RECORDED DATA
— Begin —
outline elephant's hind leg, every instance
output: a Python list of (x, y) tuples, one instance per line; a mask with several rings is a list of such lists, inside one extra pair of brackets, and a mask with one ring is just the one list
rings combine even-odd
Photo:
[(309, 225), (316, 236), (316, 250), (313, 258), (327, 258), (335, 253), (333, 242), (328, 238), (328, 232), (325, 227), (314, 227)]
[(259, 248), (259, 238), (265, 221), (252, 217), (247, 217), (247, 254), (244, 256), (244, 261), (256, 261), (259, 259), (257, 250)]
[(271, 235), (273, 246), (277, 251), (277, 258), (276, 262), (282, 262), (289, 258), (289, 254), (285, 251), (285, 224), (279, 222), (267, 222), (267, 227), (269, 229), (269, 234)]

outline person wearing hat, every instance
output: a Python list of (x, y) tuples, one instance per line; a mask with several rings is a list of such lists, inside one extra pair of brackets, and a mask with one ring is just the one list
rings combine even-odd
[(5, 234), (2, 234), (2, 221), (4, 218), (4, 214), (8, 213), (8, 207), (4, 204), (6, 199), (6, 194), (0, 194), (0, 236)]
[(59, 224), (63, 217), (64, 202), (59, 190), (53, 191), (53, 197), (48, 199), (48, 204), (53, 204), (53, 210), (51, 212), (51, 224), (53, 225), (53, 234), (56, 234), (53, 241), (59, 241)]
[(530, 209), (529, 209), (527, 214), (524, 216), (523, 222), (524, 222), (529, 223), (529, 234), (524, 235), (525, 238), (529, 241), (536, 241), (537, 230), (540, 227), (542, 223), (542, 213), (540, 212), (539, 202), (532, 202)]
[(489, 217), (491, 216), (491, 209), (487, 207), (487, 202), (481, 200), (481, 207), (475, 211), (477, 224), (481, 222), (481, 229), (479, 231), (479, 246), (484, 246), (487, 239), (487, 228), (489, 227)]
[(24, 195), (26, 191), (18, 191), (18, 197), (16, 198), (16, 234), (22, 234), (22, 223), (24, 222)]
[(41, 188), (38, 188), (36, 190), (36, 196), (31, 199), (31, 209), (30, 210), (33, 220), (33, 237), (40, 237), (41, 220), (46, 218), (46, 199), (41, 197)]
— End —
INSTRUCTION
Rewrite all the entries above, substituting "occurrence" for each occurrence of "instance" and leaving everything else unchanged.

RESULT OF THE EXERCISE
outline elephant's hind leg, every occurrence
output: a Python list of (x, y) tuples, one occurrence per line; a mask with several rings is a list of such lists, inside one extra pair of brackets, and a mask with one ring is just the one list
rings combine even-odd
Photo:
[(309, 225), (316, 236), (316, 250), (313, 258), (327, 258), (335, 253), (333, 242), (328, 238), (328, 232), (325, 227), (314, 227)]
[(259, 248), (259, 238), (265, 221), (252, 217), (247, 217), (247, 254), (244, 256), (244, 261), (256, 261), (259, 259), (257, 250)]
[(271, 235), (273, 246), (277, 251), (277, 258), (276, 262), (282, 262), (289, 258), (289, 254), (285, 251), (285, 224), (279, 222), (267, 222), (267, 227), (269, 229), (269, 234)]

outline person wearing hat, every occurrence
output: a Python list of (x, y) tuples, one occurrence per line; a mask with several rings is a list of such lists, inside one extra pair of brackets, and a mask with one ring is just the one list
rings combine even-odd
[(5, 234), (2, 234), (2, 221), (4, 218), (4, 214), (8, 213), (8, 207), (4, 204), (6, 199), (6, 194), (0, 194), (0, 236)]
[(59, 224), (63, 217), (64, 202), (59, 190), (53, 191), (53, 197), (48, 199), (48, 204), (53, 204), (53, 210), (51, 212), (51, 224), (53, 225), (53, 234), (56, 234), (53, 241), (59, 241)]
[(530, 209), (529, 209), (527, 214), (524, 216), (523, 222), (524, 222), (529, 223), (529, 234), (524, 235), (525, 238), (529, 241), (536, 241), (537, 230), (540, 227), (542, 223), (542, 213), (540, 212), (539, 202), (532, 202)]
[(489, 217), (491, 216), (491, 209), (487, 207), (487, 202), (481, 200), (481, 207), (475, 211), (477, 224), (481, 222), (481, 229), (479, 231), (479, 246), (484, 246), (487, 239), (487, 228), (489, 227)]
[(24, 195), (26, 191), (18, 191), (18, 197), (16, 198), (16, 234), (22, 234), (22, 223), (24, 222)]
[(41, 188), (38, 188), (36, 190), (36, 196), (31, 199), (31, 209), (30, 210), (33, 220), (33, 237), (40, 237), (41, 220), (46, 218), (46, 199), (41, 197)]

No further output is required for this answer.